**Requirements**
Lay out the records from their first line through the line containing "left=47, top=30, right=55, bottom=37" as a Markdown table with the columns Row and Line. Number each row and omit blank lines.

**Records for this exercise**

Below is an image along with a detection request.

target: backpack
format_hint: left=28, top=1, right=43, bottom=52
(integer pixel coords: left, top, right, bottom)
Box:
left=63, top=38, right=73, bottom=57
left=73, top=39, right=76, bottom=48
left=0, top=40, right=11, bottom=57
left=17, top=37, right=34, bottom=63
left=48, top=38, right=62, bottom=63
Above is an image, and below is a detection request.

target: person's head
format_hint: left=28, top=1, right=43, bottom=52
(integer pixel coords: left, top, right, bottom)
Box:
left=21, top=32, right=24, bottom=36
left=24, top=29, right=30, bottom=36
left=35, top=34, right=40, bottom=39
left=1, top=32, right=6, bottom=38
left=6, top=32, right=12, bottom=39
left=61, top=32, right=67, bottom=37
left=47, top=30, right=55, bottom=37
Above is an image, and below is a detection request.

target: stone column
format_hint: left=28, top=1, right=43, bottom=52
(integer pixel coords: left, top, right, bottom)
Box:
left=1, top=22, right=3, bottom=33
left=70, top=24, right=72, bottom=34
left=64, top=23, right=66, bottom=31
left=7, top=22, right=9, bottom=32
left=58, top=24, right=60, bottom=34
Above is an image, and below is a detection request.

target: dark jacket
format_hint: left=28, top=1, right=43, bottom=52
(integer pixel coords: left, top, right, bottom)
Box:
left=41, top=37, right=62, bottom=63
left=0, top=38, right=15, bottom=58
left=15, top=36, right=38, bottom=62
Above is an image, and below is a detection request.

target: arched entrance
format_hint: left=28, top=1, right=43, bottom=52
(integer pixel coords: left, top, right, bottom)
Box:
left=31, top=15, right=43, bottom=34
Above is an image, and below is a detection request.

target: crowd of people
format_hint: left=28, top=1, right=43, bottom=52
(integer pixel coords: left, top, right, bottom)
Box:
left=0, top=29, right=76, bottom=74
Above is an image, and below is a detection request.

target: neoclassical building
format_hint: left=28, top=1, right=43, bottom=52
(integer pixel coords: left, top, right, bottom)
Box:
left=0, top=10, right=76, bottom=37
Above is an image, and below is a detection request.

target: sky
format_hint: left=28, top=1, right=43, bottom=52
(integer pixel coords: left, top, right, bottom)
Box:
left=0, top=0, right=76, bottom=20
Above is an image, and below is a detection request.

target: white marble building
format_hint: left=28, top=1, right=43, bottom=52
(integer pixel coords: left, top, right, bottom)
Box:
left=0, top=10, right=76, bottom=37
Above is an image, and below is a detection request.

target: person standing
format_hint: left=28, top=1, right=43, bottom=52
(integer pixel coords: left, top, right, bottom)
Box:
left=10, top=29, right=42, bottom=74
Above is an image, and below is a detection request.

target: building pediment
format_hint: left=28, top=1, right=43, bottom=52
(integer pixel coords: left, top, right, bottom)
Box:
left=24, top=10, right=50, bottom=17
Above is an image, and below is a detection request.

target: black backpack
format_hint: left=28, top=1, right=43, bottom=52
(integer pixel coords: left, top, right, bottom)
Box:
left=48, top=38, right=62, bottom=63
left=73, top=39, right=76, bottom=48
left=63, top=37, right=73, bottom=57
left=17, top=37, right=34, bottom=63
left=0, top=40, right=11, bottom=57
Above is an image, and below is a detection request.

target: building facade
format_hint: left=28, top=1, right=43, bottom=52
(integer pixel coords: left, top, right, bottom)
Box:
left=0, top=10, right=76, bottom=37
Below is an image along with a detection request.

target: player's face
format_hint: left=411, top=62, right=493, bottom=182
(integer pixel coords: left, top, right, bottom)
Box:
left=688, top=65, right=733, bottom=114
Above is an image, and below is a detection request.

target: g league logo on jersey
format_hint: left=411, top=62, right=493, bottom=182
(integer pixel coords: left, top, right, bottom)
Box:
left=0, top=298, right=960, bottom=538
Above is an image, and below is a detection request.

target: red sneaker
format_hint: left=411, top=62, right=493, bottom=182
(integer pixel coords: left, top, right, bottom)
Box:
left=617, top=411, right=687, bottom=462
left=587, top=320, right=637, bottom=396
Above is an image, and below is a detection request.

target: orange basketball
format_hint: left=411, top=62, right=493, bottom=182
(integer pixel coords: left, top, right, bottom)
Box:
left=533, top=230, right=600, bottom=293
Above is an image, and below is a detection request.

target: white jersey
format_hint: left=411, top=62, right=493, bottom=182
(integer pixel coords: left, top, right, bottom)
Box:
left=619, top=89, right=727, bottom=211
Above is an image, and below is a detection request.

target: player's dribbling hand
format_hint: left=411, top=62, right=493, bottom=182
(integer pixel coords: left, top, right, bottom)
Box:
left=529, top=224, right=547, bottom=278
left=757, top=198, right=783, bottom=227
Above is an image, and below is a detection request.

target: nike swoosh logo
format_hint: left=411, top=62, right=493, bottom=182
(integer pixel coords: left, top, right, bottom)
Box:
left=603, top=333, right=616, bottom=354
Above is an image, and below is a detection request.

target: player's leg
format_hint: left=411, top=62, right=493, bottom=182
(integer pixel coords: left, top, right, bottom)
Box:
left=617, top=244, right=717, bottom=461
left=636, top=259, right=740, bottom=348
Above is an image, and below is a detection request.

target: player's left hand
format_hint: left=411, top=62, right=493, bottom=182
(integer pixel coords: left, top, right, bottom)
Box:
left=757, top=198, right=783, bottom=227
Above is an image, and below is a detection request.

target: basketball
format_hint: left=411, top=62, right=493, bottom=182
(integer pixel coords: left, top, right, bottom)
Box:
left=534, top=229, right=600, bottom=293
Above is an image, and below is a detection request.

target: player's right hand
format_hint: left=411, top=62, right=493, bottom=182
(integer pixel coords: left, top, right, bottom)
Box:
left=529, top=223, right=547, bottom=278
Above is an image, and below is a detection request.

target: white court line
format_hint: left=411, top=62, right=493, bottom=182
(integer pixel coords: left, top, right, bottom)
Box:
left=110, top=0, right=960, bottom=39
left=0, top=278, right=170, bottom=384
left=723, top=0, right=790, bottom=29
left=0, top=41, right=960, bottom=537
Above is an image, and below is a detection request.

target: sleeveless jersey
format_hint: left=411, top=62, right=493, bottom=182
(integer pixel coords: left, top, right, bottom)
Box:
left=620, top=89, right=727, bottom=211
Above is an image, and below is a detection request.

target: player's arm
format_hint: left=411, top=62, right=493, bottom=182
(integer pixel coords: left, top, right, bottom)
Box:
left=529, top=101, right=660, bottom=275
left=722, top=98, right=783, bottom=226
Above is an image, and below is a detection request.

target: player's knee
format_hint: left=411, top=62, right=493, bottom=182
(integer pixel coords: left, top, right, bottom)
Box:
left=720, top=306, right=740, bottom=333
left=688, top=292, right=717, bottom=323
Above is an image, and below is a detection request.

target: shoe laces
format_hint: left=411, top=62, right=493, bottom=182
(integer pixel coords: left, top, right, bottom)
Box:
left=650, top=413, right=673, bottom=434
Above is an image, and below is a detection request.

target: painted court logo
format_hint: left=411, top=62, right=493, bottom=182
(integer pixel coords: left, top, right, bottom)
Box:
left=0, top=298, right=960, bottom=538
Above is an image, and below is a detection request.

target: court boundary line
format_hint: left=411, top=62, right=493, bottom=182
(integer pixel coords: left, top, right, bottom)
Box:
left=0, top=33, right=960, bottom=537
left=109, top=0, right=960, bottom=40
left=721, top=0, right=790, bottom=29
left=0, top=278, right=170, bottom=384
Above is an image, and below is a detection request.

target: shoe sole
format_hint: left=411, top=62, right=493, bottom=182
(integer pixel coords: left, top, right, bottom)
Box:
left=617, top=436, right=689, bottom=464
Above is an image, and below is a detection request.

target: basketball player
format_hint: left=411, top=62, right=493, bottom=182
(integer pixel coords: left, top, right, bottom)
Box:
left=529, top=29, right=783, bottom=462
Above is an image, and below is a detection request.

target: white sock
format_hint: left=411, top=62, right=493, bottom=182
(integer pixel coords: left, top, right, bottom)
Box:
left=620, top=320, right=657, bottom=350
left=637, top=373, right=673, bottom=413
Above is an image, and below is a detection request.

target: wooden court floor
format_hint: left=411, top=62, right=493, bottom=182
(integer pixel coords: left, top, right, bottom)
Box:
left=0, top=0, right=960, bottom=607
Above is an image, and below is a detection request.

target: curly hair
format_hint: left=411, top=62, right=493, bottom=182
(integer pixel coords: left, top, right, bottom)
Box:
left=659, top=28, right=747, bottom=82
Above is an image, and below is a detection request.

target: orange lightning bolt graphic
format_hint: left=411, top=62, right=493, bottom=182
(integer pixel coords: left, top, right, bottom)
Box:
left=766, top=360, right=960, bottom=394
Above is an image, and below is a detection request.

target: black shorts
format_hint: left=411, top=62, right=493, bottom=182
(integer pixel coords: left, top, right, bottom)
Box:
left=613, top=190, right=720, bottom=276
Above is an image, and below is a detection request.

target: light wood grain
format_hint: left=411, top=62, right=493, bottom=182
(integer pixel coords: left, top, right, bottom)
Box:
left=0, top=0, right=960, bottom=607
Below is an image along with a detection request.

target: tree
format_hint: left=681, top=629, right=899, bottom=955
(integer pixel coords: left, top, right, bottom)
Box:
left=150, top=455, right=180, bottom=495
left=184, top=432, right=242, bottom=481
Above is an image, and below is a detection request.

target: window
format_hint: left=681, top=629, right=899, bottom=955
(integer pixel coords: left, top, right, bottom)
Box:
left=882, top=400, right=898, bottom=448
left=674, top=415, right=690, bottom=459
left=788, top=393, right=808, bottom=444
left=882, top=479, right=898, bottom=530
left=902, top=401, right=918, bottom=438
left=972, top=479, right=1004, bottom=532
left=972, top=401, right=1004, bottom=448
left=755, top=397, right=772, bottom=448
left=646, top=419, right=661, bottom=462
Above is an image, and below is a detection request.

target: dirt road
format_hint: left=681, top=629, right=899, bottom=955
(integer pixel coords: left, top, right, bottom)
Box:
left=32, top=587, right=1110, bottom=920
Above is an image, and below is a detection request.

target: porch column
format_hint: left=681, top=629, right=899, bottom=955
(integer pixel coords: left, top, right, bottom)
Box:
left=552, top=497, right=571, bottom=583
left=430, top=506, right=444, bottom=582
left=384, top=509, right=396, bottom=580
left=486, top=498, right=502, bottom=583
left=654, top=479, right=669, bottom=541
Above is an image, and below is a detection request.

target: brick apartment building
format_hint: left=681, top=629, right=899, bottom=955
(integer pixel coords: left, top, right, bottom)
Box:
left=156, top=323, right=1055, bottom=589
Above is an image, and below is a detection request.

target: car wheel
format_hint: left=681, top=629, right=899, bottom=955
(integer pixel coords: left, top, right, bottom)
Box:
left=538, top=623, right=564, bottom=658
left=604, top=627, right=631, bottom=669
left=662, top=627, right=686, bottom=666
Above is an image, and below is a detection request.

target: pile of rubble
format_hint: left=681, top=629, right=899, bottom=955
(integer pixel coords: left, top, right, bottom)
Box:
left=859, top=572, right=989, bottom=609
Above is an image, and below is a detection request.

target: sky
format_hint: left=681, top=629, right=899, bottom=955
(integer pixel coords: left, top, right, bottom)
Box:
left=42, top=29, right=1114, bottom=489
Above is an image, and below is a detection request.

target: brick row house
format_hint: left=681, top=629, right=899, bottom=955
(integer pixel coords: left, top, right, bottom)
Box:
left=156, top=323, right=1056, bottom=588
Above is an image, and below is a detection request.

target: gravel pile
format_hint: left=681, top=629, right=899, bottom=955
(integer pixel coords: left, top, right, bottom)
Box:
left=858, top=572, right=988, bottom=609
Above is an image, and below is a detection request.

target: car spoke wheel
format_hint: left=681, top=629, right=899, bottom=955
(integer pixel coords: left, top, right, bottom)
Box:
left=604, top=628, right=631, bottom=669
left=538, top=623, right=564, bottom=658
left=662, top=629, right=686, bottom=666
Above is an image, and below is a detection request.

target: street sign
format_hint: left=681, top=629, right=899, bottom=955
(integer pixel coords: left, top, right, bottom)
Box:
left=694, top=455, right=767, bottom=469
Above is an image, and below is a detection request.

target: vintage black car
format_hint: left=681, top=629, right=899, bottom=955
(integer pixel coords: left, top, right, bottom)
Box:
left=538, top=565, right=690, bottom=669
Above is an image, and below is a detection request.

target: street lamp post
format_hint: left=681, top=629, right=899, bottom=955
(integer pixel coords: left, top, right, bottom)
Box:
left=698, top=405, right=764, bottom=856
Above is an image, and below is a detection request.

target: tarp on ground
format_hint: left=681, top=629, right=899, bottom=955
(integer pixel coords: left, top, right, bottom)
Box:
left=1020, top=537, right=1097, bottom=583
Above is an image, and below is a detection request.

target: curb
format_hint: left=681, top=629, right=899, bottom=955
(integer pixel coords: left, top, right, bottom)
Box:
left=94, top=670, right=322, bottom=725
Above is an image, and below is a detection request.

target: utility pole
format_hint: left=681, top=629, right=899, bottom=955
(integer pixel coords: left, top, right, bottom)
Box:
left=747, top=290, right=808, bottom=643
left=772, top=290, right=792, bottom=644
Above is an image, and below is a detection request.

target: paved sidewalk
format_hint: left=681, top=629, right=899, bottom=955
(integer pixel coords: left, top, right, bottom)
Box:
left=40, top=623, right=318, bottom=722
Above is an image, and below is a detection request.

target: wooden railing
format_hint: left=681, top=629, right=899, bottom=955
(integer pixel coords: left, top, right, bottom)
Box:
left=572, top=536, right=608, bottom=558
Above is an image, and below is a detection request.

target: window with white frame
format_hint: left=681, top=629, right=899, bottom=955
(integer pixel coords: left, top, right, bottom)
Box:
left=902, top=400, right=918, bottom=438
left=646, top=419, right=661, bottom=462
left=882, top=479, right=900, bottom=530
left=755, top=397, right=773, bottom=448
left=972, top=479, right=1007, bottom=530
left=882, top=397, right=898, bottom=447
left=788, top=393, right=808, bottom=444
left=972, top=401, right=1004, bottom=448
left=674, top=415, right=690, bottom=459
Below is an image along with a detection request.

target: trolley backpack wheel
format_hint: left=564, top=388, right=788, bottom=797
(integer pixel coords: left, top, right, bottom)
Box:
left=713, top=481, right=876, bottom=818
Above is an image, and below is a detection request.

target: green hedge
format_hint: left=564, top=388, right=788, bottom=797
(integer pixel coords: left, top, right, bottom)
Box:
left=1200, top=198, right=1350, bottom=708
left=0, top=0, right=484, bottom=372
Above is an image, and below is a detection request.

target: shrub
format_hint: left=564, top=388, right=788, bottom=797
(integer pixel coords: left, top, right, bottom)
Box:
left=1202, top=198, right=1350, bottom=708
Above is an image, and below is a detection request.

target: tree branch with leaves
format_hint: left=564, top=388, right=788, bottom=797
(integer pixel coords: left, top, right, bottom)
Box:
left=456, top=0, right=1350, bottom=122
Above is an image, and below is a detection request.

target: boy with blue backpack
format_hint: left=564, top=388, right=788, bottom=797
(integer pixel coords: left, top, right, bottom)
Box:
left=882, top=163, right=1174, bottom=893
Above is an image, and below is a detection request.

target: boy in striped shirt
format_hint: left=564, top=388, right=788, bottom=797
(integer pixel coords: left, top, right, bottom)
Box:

**Written reply**
| Row | Line |
|---|---|
| 1 | Below is an image along with a detection request. |
| 2 | target: backpack |
| 3 | format_hint: left=28, top=1, right=43, bottom=52 |
| 4 | (integer pixel coords: left, top, right, bottom) |
| 5 | Box: |
| 6 | left=63, top=38, right=73, bottom=57 |
| 7 | left=73, top=39, right=76, bottom=48 |
| 8 | left=0, top=40, right=11, bottom=57 |
| 9 | left=17, top=37, right=34, bottom=63 |
| 10 | left=48, top=38, right=62, bottom=63 |
| 11 | Above is an image, and below is a detection request. |
| 12 | target: person's head |
| 13 | format_hint: left=28, top=1, right=43, bottom=52 |
| 14 | (integer pixel coords: left, top, right, bottom) |
| 15 | Box: |
| 16 | left=21, top=32, right=24, bottom=36 |
| 17 | left=24, top=29, right=30, bottom=36 |
| 18 | left=35, top=34, right=40, bottom=39 |
| 19 | left=1, top=32, right=6, bottom=38 |
| 20 | left=6, top=32, right=12, bottom=39 |
| 21 | left=61, top=32, right=67, bottom=37 |
| 22 | left=47, top=30, right=55, bottom=37 |